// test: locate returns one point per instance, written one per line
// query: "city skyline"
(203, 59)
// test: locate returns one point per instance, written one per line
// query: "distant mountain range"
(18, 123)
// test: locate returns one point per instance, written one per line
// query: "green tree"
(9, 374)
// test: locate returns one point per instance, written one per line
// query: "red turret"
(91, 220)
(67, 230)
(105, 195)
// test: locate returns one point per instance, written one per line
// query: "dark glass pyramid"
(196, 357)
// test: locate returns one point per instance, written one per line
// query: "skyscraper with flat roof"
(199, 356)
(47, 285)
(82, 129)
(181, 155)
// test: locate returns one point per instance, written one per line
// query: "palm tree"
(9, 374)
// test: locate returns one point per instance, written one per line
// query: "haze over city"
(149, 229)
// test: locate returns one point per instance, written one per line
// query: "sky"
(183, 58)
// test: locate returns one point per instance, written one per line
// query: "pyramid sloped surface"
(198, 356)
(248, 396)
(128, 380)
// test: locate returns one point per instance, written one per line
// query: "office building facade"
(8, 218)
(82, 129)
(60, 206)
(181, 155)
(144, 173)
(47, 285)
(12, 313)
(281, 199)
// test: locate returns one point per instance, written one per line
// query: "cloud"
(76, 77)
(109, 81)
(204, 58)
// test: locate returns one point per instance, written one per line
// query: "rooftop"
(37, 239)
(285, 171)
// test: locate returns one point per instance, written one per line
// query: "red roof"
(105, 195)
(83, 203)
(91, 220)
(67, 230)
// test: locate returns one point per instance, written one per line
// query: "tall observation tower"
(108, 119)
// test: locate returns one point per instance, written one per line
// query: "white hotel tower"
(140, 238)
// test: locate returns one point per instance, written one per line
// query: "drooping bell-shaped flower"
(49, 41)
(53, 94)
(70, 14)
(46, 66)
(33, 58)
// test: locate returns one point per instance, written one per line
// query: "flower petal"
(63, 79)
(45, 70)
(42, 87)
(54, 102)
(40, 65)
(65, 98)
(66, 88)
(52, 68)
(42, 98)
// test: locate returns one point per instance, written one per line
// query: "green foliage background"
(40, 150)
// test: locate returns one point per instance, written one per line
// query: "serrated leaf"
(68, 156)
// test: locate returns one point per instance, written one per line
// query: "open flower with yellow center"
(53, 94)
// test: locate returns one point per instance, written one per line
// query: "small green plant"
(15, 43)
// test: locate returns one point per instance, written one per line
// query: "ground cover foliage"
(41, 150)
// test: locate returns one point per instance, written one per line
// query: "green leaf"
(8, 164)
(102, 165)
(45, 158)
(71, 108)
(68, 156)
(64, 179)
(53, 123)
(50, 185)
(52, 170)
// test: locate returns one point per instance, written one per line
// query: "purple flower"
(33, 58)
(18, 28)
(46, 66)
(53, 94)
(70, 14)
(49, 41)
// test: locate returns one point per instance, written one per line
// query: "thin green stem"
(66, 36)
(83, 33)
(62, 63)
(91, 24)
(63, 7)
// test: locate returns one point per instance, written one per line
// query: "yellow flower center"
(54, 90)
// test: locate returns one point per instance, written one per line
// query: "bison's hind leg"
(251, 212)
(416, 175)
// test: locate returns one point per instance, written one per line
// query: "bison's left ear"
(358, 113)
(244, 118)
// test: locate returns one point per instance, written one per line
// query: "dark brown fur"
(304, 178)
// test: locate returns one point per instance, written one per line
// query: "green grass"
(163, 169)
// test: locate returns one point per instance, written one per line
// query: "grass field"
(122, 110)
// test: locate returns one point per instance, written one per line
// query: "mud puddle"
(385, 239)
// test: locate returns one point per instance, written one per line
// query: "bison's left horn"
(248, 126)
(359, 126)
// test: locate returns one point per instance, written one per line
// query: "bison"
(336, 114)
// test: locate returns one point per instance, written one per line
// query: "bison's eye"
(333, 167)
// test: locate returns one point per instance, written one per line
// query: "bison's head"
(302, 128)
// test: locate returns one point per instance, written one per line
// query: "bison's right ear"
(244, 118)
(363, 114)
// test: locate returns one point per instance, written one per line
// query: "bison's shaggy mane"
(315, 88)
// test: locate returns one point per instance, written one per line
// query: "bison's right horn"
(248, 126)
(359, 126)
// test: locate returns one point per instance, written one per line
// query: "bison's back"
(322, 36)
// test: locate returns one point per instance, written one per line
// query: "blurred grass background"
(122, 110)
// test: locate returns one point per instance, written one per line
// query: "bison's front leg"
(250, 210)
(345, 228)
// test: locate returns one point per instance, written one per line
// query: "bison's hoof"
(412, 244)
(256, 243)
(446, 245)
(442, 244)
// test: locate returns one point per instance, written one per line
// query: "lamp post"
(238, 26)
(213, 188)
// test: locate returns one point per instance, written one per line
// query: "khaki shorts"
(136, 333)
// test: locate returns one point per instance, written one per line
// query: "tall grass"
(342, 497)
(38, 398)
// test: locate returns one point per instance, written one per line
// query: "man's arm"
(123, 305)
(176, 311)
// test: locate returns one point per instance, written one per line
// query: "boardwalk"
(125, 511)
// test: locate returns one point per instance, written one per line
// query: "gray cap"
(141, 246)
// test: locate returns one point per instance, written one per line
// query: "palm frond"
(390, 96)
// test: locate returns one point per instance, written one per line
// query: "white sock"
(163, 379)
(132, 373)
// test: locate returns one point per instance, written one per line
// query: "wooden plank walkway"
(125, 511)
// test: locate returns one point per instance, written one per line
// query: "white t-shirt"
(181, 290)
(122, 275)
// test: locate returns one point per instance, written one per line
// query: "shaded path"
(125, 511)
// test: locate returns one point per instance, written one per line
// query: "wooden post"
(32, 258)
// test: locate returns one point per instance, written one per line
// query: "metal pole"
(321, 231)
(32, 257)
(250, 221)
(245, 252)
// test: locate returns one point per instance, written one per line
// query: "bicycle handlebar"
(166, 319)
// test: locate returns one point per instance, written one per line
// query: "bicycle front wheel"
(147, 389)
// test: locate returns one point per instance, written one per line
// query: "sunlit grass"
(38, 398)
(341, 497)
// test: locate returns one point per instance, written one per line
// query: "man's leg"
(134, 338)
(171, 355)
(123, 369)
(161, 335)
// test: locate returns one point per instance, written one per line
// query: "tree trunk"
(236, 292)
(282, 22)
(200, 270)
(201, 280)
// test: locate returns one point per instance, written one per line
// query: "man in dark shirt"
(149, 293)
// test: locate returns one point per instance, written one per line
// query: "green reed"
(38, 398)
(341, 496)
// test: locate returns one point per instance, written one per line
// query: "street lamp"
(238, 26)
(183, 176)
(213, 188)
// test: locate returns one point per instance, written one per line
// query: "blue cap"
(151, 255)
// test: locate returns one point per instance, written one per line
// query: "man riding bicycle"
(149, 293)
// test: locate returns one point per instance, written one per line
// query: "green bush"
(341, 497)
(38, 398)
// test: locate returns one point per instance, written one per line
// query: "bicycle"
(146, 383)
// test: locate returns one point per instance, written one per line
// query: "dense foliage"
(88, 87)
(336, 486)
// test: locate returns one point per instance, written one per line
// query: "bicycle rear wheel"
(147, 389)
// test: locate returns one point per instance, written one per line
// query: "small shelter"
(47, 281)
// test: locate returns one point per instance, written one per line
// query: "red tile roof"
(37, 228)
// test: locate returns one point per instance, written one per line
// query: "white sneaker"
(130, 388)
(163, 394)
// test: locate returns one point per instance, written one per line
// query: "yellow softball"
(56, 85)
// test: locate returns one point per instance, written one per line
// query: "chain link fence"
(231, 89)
★ ★ ★ ★ ★ ★ ★
#### [Short exercise]
Write the data from above out again, exactly.

#### [Completed exercise]
// test: locate returns one point per instance, written one per line
// query: "city skyline"
(203, 59)
// test: locate returns one point per instance, written one per line
// query: "distant mountain range"
(18, 123)
// test: locate returns one point per instance, written one per line
// query: "green tree"
(9, 374)
// test: locate returns one point per instance, written one per line
// query: "red turret"
(91, 220)
(67, 230)
(105, 195)
// test: locate returns one point per instance, written one per line
// query: "dark glass pyramid"
(196, 357)
// test: locate returns one point per instance, written one per line
// query: "skyscraper with flat roof"
(199, 356)
(47, 285)
(82, 129)
(181, 155)
// test: locate returns one point per instance, written one per line
// query: "palm tree"
(9, 374)
// test: locate returns one point per instance, written one per line
// query: "haze over city"
(149, 229)
// test: locate returns one point per instance, written one per line
// query: "sky"
(183, 58)
// test: locate returns one point per instance, written one per line
// query: "pyramid sloped surface"
(198, 356)
(248, 396)
(128, 380)
// test: locate returns one point per instance, written one per line
// query: "office building facade"
(8, 218)
(82, 129)
(60, 206)
(181, 155)
(144, 173)
(47, 285)
(12, 313)
(281, 199)
// test: locate returns one point per instance, written one per line
// query: "cloud"
(76, 77)
(109, 81)
(204, 58)
// test: locate returns one point per instance, written one per line
// query: "rooftop"
(37, 239)
(285, 171)
// test: locate returns one point per instance, written one per line
// query: "red roof"
(105, 195)
(83, 203)
(91, 220)
(67, 230)
// test: locate returns one point per instance, written one per line
// query: "tall observation tower"
(108, 119)
// test: locate returns one point per instance, written one per line
// query: "white hotel tower"
(140, 238)
// test: locate returns one point per instance, written one per line
// query: "drooping bell-shaped flower"
(49, 41)
(53, 94)
(70, 14)
(46, 66)
(33, 58)
// test: locate returns one point per instance, written one per line
// query: "flower petal"
(63, 79)
(45, 70)
(42, 87)
(54, 102)
(40, 65)
(65, 98)
(66, 88)
(52, 68)
(42, 98)
// test: locate returns one point per instance, written one per line
// query: "green foliage background"
(40, 150)
// test: locate returns one point per instance, written one per line
// query: "serrated leaf"
(68, 156)
// test: locate returns one point per instance, written one per line
// query: "open flower with yellow center"
(53, 94)
// test: locate returns one point per instance, written one per line
// query: "small green plant"
(15, 43)
// test: locate returns one point per instance, written one per line
// query: "ground cover foliage"
(41, 150)
// test: locate returns one point per instance, written one per line
// query: "green leaf"
(8, 164)
(102, 165)
(45, 158)
(71, 108)
(68, 156)
(64, 179)
(53, 123)
(50, 185)
(52, 170)
// test: locate returns one point per instance, written one per line
// query: "purple flower"
(33, 58)
(18, 28)
(46, 66)
(53, 94)
(70, 14)
(49, 41)
// test: locate returns one point per instance, written one per line
// query: "thin green stem"
(66, 36)
(83, 33)
(62, 63)
(91, 24)
(63, 7)
// test: locate returns one point per instance, written one per line
// query: "yellow flower center"
(54, 90)
// test: locate returns one point per instance, written one per line
// query: "bison's hind leg"
(251, 212)
(416, 175)
// test: locate returns one point per instance, written one per line
// query: "bison's left ear"
(358, 113)
(244, 118)
// test: locate returns one point per instance, written one per line
// query: "dark brown fur"
(304, 178)
// test: locate returns one point per instance, written one per line
// query: "green grass"
(163, 169)
// test: locate returns one point per instance, written one per line
// query: "grass field"
(122, 110)
// test: locate returns one point per instance, written one per line
// query: "mud puddle"
(385, 239)
// test: locate returns one point per instance, written one per line
// query: "bison's left horn"
(248, 126)
(359, 126)
// test: locate returns one point per instance, written one per line
// query: "bison"
(336, 114)
// test: locate returns one point per instance, written one per line
// query: "bison's eye"
(333, 167)
// test: locate returns one point per instance, written one per line
// query: "bison's head"
(302, 128)
// test: locate returns one point per instance, written one per line
// query: "bison's right ear"
(244, 118)
(363, 114)
// test: locate returns one point per instance, written one per line
// query: "bison's shaggy mane"
(315, 88)
// test: locate returns one point per instance, written one per line
// query: "bison's right horn"
(248, 126)
(359, 126)
// test: locate returns one point per instance, written one per line
// query: "bison's back"
(322, 36)
// test: locate returns one point per instance, written one per line
// query: "blurred grass background"
(122, 110)
// test: locate returns one point per instance, written one per line
// query: "bison's front leg"
(250, 210)
(345, 228)
// test: locate returns one point per instance, written one per line
// query: "bison's hoof"
(412, 244)
(256, 243)
(446, 245)
(442, 244)
// test: locate returns one point per instance, written one per line
// query: "lamp post"
(238, 26)
(213, 188)
// test: locate returns one point per instance, written one per line
// query: "khaki shorts"
(136, 333)
// test: locate returns one point per instance, written one per line
// query: "tall grass"
(342, 497)
(38, 398)
// test: locate returns one point per instance, written one per line
// query: "man's arm"
(123, 305)
(176, 311)
// test: locate returns one point per instance, written one per line
// query: "boardwalk"
(125, 511)
// test: locate returns one point per instance, written one per line
// query: "gray cap"
(141, 246)
// test: locate returns one point per instance, written one per line
// query: "palm frond"
(390, 96)
// test: locate returns one point per instance, written one per line
// query: "white sock"
(163, 379)
(132, 373)
// test: locate returns one point per instance, written one per line
// query: "wooden plank walkway"
(125, 511)
// test: locate returns one point per instance, written one per line
// query: "white t-shirt"
(181, 290)
(122, 275)
// test: locate returns one point per instance, written one per line
// query: "shaded path"
(125, 511)
// test: locate returns one point per instance, written one per line
// query: "wooden post"
(32, 258)
// test: locate returns one point per instance, written one per line
// query: "metal pole"
(321, 231)
(32, 257)
(250, 221)
(245, 252)
// test: locate returns one point per instance, written one per line
// query: "bicycle handlebar"
(166, 319)
// test: locate returns one point per instance, written one per line
// query: "bicycle front wheel"
(147, 389)
// test: locate returns one point per instance, written one per line
// query: "sunlit grass"
(38, 398)
(341, 497)
// test: locate returns one point per instance, written one per line
// query: "man's leg"
(134, 338)
(171, 355)
(123, 369)
(161, 335)
// test: locate returns one point per instance, written one per line
// query: "tree trunk"
(236, 292)
(282, 22)
(200, 270)
(201, 280)
// test: locate returns one point per instance, written one per line
// query: "man in dark shirt"
(149, 293)
// test: locate returns one point per instance, written one per line
// query: "green reed"
(38, 398)
(341, 496)
// test: locate returns one point per instance, written one per line
// query: "street lamp"
(238, 26)
(183, 176)
(213, 188)
// test: locate returns one point per instance, written one per line
// query: "blue cap"
(151, 255)
// test: locate returns one point per instance, written one per line
// query: "man riding bicycle"
(149, 293)
// test: locate returns one point per instance, written one per line
// query: "green bush"
(341, 497)
(38, 398)
// test: locate returns one point per instance, written one per line
// query: "bicycle"
(146, 383)
// test: locate returns one point per instance, written one per line
// query: "dense foliage"
(88, 87)
(336, 486)
// test: locate returns one point per instance, written one per line
// query: "bicycle rear wheel"
(147, 389)
// test: locate returns one point per instance, written one per line
// query: "small shelter"
(47, 281)
// test: locate returns one point per instance, written one per line
// query: "red tile roof"
(37, 228)
// test: locate returns one point per instance, written one per line
// query: "white sneaker"
(130, 388)
(163, 394)
// test: locate returns one point per instance, written one per line
// query: "yellow softball"
(56, 85)
// test: locate returns one point per instance, written one per line
// query: "chain link fence"
(231, 89)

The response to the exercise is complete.